As a rule, I don't like rules

Updated: Aug 20, 2022

In the worlds of writing, people like creating rules. They like applying rules. They govern themselves by rules and, importantly, they state if you're not using these rules, then you're 'bad' or the work you create lacks something important; that would be covered by one of these rules.

Now, before I go on (and on), I should clarify. There are rules and there are structures. What are the difference I hear you cry from the near future? A structure defines the shape of a thing. Some of these are vague (a novel is X number of words, a novella is Y number of words) while others are more concrete (the defined characteristics of a screenplay, with specific font sizes, spacings, etc.). The rules of which I speak are more about how to tell a story rather than the guides on the physical form of the story or the formatting.

A rather odorous example of such rules is Brandon Sanderson's number one rule "The ability for a writer to resolve a conflict with magic is directly proportional to the reader's understanding of magic". This is, of course, demonstrably wrong as demonstrated (for example) in Mistborn... one of Sanderson's first novels.

========================================

### Written exercise a
Pick out every line in the data records that contains the word "sweater", and copy each one. Case counts.

Data records
========================================

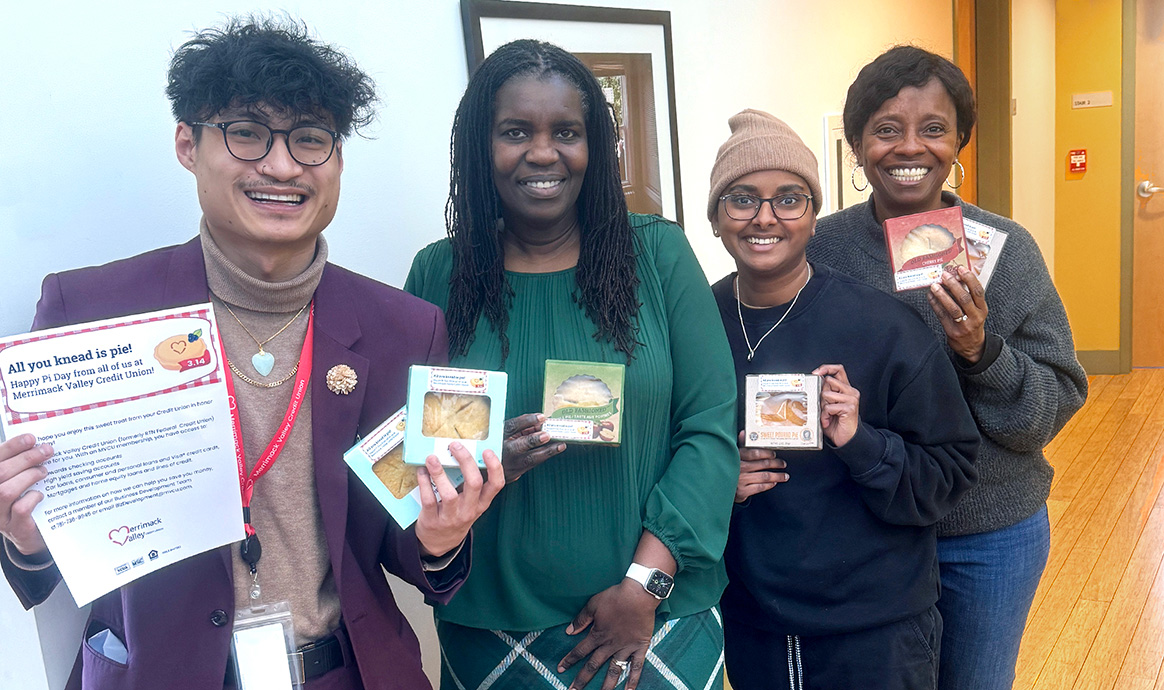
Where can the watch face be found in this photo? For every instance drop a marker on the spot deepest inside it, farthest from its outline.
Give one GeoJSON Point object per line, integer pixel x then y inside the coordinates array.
{"type": "Point", "coordinates": [660, 584]}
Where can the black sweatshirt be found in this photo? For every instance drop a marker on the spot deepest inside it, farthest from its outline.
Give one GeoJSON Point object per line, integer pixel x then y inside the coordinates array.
{"type": "Point", "coordinates": [849, 542]}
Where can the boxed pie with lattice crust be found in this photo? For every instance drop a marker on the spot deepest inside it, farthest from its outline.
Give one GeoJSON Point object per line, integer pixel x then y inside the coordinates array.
{"type": "Point", "coordinates": [923, 246]}
{"type": "Point", "coordinates": [465, 405]}
{"type": "Point", "coordinates": [377, 461]}
{"type": "Point", "coordinates": [783, 411]}
{"type": "Point", "coordinates": [582, 402]}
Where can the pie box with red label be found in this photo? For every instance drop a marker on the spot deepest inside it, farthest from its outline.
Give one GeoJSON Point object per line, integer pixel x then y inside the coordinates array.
{"type": "Point", "coordinates": [924, 244]}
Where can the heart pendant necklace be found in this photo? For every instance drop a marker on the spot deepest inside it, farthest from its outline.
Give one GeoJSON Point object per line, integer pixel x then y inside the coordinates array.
{"type": "Point", "coordinates": [263, 361]}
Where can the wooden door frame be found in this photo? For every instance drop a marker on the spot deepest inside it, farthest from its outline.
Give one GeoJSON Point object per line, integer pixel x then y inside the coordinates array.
{"type": "Point", "coordinates": [992, 57]}
{"type": "Point", "coordinates": [1127, 179]}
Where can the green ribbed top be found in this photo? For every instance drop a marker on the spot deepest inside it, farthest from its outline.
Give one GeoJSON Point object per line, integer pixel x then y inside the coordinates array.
{"type": "Point", "coordinates": [568, 528]}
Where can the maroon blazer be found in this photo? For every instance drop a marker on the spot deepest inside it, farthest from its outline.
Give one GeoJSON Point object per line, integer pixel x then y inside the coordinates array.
{"type": "Point", "coordinates": [176, 623]}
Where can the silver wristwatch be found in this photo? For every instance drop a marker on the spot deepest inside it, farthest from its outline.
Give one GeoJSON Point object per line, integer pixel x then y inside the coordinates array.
{"type": "Point", "coordinates": [657, 582]}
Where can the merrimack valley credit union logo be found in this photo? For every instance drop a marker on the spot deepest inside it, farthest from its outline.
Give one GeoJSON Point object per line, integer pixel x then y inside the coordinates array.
{"type": "Point", "coordinates": [125, 534]}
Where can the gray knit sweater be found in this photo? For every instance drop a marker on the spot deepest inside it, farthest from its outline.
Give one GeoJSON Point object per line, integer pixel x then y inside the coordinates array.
{"type": "Point", "coordinates": [1026, 386]}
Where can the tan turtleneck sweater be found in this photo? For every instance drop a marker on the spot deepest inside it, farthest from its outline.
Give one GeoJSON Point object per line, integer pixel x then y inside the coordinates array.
{"type": "Point", "coordinates": [284, 509]}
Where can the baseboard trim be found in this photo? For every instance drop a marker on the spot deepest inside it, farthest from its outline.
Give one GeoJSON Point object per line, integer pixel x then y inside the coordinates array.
{"type": "Point", "coordinates": [1097, 362]}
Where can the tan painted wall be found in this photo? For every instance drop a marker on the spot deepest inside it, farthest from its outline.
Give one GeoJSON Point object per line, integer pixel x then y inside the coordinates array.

========================================

### Written exercise b
According to the piece on writing rules, which novel shows that Brandon Sanderson's number one rule is wrong?

### Problem solution a
Where can the gray knit sweater be found in this photo? For every instance drop a marker on the spot deepest inside it, farthest from its outline.
Where can the tan turtleneck sweater be found in this photo? For every instance drop a marker on the spot deepest inside it, farthest from its outline.

### Problem solution b
Mistborn